[Begin MATERIAL TO PROCESS]
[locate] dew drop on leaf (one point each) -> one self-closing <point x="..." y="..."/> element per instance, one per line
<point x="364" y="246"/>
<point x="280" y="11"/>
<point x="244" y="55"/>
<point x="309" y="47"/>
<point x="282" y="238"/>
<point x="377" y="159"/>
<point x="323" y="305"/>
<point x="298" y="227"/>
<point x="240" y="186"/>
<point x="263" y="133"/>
[End MATERIAL TO PROCESS]
TASK INSTRUCTIONS
Rewrite all of the material above, request lines included, and raise every x and y coordinate value in the answers by 82. Keep the request lines unchanged.

WRITTEN RESPONSE
[locate] dew drop on leaf (one point each) -> one self-closing <point x="..." y="..."/> element per instance, one per line
<point x="446" y="328"/>
<point x="362" y="93"/>
<point x="326" y="137"/>
<point x="391" y="129"/>
<point x="364" y="320"/>
<point x="459" y="241"/>
<point x="405" y="387"/>
<point x="380" y="309"/>
<point x="322" y="268"/>
<point x="345" y="215"/>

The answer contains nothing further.